Exercise: Please reproduce every line from the one containing "Where can the beach" through the one containing "<point>612,197</point>", both included, and scale each answer coordinate by 0.6, rounding to whole numbers with halves going up. Leave all other numbers unchanged.

Data shown:
- - - - - - -

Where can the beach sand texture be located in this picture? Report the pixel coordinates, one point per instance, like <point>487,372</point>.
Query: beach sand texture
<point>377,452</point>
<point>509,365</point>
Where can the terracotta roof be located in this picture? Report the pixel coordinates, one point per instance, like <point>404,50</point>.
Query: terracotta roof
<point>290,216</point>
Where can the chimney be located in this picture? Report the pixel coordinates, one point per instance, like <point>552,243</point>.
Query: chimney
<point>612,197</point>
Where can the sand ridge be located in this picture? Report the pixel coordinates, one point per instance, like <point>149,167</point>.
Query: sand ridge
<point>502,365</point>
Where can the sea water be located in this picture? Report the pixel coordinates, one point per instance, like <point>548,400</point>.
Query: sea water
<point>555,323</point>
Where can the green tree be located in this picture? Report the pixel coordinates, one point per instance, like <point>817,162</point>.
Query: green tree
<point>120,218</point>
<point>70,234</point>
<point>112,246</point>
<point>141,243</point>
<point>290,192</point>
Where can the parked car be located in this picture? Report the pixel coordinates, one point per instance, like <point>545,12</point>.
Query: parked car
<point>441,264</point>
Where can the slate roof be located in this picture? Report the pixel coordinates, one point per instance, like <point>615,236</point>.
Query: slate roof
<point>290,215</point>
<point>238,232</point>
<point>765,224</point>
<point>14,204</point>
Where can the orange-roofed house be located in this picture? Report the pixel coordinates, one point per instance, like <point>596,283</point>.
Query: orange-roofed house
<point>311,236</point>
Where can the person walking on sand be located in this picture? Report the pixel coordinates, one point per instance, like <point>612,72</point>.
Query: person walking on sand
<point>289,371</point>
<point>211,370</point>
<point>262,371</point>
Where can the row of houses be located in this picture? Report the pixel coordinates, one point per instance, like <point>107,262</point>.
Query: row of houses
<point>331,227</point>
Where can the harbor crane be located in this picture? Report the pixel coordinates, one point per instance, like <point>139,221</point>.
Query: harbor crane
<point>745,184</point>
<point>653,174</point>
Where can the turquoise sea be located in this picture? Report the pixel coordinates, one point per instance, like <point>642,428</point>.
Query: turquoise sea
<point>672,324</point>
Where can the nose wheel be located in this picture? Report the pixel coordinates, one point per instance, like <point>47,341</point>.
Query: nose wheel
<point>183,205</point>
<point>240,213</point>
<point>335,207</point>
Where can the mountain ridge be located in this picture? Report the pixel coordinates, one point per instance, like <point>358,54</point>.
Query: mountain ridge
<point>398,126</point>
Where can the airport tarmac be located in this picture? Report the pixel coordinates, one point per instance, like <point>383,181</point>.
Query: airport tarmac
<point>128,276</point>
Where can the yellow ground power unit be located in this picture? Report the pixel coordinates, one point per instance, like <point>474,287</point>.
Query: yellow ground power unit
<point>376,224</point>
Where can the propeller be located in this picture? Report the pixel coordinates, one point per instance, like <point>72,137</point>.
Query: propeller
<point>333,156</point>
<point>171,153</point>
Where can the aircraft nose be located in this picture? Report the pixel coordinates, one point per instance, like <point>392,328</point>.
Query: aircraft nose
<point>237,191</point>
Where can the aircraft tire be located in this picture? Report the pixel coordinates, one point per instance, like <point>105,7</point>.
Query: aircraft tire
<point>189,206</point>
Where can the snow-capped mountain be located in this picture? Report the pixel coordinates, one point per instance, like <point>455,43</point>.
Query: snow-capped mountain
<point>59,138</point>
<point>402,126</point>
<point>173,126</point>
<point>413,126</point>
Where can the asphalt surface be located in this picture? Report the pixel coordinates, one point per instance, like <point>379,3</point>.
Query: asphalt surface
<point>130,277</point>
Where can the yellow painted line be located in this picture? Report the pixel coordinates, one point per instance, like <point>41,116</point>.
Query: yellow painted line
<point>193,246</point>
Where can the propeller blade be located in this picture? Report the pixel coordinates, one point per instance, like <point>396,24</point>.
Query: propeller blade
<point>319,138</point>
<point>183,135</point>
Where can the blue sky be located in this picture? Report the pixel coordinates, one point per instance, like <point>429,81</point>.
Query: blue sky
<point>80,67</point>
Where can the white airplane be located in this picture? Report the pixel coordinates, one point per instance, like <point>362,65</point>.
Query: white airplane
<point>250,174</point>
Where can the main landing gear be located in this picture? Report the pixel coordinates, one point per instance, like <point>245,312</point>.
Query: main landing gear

- - - - - - -

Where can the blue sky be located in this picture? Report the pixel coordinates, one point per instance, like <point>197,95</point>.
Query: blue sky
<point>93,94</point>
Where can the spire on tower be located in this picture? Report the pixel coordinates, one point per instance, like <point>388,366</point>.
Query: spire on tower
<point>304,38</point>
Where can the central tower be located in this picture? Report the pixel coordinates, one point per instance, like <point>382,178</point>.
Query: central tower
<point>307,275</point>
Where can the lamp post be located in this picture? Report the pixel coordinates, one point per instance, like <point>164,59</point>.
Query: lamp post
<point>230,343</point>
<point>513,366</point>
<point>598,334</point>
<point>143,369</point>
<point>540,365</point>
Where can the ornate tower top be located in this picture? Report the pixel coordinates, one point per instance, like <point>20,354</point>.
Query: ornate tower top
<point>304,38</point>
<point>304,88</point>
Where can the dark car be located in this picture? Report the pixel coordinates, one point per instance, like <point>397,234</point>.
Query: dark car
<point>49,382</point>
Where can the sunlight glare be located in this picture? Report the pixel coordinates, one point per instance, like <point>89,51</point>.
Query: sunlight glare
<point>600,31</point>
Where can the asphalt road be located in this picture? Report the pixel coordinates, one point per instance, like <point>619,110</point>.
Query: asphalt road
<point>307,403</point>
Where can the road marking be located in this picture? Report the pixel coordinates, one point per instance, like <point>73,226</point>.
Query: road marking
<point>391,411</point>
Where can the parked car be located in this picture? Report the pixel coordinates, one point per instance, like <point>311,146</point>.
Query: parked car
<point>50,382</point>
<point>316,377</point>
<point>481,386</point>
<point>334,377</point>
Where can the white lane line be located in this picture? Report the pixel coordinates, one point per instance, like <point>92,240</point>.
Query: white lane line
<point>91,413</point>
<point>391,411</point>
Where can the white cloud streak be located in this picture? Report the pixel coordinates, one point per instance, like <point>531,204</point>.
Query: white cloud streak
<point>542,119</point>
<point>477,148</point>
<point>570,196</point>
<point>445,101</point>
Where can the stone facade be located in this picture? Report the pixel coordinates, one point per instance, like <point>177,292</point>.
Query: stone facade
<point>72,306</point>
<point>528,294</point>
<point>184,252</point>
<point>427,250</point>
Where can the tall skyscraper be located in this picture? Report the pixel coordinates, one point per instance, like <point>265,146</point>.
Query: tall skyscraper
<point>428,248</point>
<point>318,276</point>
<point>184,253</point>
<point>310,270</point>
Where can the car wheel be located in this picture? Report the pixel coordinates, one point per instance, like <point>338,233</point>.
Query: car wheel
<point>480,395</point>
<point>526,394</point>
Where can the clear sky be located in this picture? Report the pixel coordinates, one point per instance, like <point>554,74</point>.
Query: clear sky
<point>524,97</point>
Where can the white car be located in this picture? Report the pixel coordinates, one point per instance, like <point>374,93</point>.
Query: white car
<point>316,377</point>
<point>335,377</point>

- - - - - - -

Written response:
Where can the beach sand texture be located in this picture? Report the pixel coordinates, one point per instance, like <point>487,372</point>.
Query: beach sand texture
<point>226,271</point>
<point>305,219</point>
Where can the terracotta roof be located in this picture? Report the pixel coordinates, one point per instance, like <point>404,50</point>.
Query: terracotta roof
<point>174,130</point>
Where can the chimney be located in this picture? Report the pixel coordinates, one point per instance, like <point>552,243</point>.
Query: chimney
<point>367,118</point>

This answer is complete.